## Work instructions
From the first line to the last, reproduce the records exactly as they appear below.

## Input for this task
*** Begin section ***

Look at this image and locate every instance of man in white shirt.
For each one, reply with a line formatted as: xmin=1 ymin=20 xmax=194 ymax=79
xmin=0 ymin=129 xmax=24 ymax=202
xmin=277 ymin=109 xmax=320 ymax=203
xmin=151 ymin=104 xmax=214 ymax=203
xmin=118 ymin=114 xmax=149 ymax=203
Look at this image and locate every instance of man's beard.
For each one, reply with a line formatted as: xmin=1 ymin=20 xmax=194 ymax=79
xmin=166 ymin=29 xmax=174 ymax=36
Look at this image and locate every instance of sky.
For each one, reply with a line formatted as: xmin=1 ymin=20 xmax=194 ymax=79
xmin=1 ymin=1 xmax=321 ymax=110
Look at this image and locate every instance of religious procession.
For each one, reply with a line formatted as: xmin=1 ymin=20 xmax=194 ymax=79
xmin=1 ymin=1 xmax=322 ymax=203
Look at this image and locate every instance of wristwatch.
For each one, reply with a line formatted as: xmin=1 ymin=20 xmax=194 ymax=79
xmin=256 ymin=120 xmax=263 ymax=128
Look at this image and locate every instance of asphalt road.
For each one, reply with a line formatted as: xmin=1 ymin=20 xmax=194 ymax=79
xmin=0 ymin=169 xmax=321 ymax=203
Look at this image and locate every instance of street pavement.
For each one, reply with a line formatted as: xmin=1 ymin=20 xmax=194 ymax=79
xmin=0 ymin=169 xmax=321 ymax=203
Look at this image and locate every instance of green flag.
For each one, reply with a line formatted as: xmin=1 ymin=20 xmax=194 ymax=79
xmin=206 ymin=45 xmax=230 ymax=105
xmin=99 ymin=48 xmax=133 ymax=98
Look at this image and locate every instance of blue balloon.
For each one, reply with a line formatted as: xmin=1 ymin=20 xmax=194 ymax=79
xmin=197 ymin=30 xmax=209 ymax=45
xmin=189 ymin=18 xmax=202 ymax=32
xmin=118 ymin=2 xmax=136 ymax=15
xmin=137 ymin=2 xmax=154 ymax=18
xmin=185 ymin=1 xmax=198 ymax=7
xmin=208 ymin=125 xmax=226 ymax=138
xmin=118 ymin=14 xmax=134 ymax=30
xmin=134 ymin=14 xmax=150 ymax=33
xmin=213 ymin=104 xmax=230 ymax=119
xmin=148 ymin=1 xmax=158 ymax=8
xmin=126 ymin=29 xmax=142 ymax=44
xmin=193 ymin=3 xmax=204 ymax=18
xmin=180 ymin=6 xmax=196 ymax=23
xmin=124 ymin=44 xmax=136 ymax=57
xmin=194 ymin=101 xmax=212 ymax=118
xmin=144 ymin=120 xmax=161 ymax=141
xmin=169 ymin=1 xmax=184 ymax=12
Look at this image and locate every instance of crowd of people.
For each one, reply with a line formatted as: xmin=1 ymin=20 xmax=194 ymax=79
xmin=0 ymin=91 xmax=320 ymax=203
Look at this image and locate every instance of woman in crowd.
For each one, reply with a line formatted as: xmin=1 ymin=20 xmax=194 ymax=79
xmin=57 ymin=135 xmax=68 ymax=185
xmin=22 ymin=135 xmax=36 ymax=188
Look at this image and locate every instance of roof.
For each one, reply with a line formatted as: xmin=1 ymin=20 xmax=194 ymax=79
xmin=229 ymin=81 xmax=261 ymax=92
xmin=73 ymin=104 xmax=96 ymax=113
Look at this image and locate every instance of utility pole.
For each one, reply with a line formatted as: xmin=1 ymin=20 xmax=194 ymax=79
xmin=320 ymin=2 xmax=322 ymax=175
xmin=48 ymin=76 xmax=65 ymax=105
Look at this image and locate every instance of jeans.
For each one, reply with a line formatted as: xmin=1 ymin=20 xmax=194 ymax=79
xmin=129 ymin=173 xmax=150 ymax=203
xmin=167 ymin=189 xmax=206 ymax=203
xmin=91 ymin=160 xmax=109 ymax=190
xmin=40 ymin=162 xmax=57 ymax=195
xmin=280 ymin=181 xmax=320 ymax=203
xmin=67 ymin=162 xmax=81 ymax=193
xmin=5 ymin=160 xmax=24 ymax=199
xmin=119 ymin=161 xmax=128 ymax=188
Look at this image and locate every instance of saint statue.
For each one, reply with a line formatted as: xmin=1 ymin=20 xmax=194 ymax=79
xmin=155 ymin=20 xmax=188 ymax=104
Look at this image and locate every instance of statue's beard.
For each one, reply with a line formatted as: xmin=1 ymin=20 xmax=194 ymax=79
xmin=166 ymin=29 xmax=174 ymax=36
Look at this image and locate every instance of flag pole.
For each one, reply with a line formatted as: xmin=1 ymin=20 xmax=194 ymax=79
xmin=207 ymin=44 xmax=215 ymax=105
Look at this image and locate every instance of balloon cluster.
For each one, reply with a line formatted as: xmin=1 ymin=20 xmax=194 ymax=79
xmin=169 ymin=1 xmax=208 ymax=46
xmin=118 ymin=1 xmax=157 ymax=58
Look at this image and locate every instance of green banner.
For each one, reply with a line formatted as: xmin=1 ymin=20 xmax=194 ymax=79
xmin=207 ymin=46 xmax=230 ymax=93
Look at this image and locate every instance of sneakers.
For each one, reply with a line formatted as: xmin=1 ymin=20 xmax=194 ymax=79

*** End section ***

## Response to this task
Look at this image and locate every instance of man in white shirt.
For each one, reply with a line formatted as: xmin=1 ymin=20 xmax=194 ymax=79
xmin=0 ymin=129 xmax=24 ymax=202
xmin=277 ymin=109 xmax=320 ymax=203
xmin=151 ymin=104 xmax=214 ymax=203
xmin=118 ymin=114 xmax=149 ymax=203
Look at this image and locate every instance of man's beard.
For each one, reply with a line formatted as: xmin=1 ymin=20 xmax=194 ymax=79
xmin=166 ymin=29 xmax=174 ymax=36
Look at this image and locate every instance of sky.
For each one, reply with a line formatted as: xmin=1 ymin=20 xmax=194 ymax=79
xmin=1 ymin=1 xmax=321 ymax=110
Look at this image and locate every instance of religious procession.
For each one, reply with a line formatted as: xmin=1 ymin=20 xmax=194 ymax=79
xmin=1 ymin=1 xmax=322 ymax=203
Look at this image and locate every instance of wristwatch.
For each one, reply with a line formatted as: xmin=1 ymin=20 xmax=194 ymax=79
xmin=256 ymin=120 xmax=263 ymax=128
Look at this image and locate every instance of asphalt road.
For each one, reply with a line formatted as: xmin=1 ymin=20 xmax=194 ymax=79
xmin=0 ymin=169 xmax=321 ymax=203
Look at this image and locate every instance of street pavement.
For each one, reply with a line formatted as: xmin=1 ymin=20 xmax=194 ymax=79
xmin=0 ymin=169 xmax=321 ymax=203
Look at this image and locate every instance of green flag.
For each one, reply with a line formatted as: xmin=1 ymin=20 xmax=194 ymax=79
xmin=206 ymin=45 xmax=230 ymax=105
xmin=99 ymin=48 xmax=133 ymax=98
Look at this image and locate every instance of blue balloon.
For each one, reply with a line formatted as: xmin=1 ymin=20 xmax=194 ymax=79
xmin=197 ymin=30 xmax=209 ymax=45
xmin=189 ymin=18 xmax=202 ymax=32
xmin=118 ymin=2 xmax=136 ymax=15
xmin=137 ymin=2 xmax=154 ymax=18
xmin=185 ymin=1 xmax=198 ymax=7
xmin=208 ymin=125 xmax=226 ymax=138
xmin=118 ymin=14 xmax=134 ymax=30
xmin=134 ymin=14 xmax=150 ymax=33
xmin=213 ymin=104 xmax=230 ymax=119
xmin=148 ymin=1 xmax=158 ymax=8
xmin=126 ymin=29 xmax=142 ymax=44
xmin=193 ymin=3 xmax=204 ymax=18
xmin=180 ymin=6 xmax=196 ymax=23
xmin=124 ymin=44 xmax=136 ymax=57
xmin=194 ymin=101 xmax=212 ymax=118
xmin=144 ymin=120 xmax=161 ymax=141
xmin=169 ymin=1 xmax=184 ymax=12
Look at this image and locate every instance of crowd of people.
For each one, reply with a line formatted as: xmin=1 ymin=20 xmax=194 ymax=79
xmin=0 ymin=91 xmax=320 ymax=203
Look at this image and locate every instance of woman in crowd.
For each one, reply with a line formatted as: xmin=1 ymin=20 xmax=194 ymax=79
xmin=57 ymin=135 xmax=68 ymax=185
xmin=22 ymin=135 xmax=36 ymax=188
Look at this image and locate every instance of roof.
For each one, reply with a line formatted as: xmin=1 ymin=20 xmax=194 ymax=79
xmin=229 ymin=81 xmax=261 ymax=92
xmin=73 ymin=104 xmax=96 ymax=113
Look at this image and locate every instance of utility pole.
For each one, reply with a line formatted as: xmin=1 ymin=20 xmax=194 ymax=79
xmin=320 ymin=2 xmax=322 ymax=175
xmin=48 ymin=76 xmax=65 ymax=105
Look at this image and locate every instance of jeans.
For each one, reply with a line formatted as: xmin=1 ymin=20 xmax=194 ymax=79
xmin=129 ymin=173 xmax=150 ymax=203
xmin=167 ymin=189 xmax=206 ymax=203
xmin=91 ymin=160 xmax=109 ymax=190
xmin=40 ymin=162 xmax=57 ymax=195
xmin=280 ymin=181 xmax=320 ymax=203
xmin=67 ymin=162 xmax=81 ymax=193
xmin=5 ymin=160 xmax=24 ymax=199
xmin=119 ymin=161 xmax=128 ymax=188
Look at this image and locate every instance of saint statue.
For each one, reply with a line formatted as: xmin=1 ymin=20 xmax=194 ymax=79
xmin=155 ymin=20 xmax=188 ymax=104
Look at this image and locate every instance of statue's beard.
For each one, reply with a line formatted as: xmin=1 ymin=20 xmax=194 ymax=79
xmin=166 ymin=29 xmax=174 ymax=36
Look at this image and locate every instance of flag pole.
For each one, reply with a line formatted as: xmin=1 ymin=20 xmax=194 ymax=79
xmin=207 ymin=44 xmax=215 ymax=105
Look at this image and locate every instance of balloon cluster.
For each one, reply with a line formatted as: xmin=1 ymin=20 xmax=194 ymax=79
xmin=169 ymin=1 xmax=208 ymax=46
xmin=118 ymin=1 xmax=157 ymax=58
Look at this image and locate every instance of green banner.
For each one, reply with a line formatted as: xmin=1 ymin=20 xmax=194 ymax=79
xmin=207 ymin=46 xmax=230 ymax=93
Look at this image and locate every instance of sneakers.
For each one, reply with a line formatted as: xmin=1 ymin=20 xmax=194 ymax=79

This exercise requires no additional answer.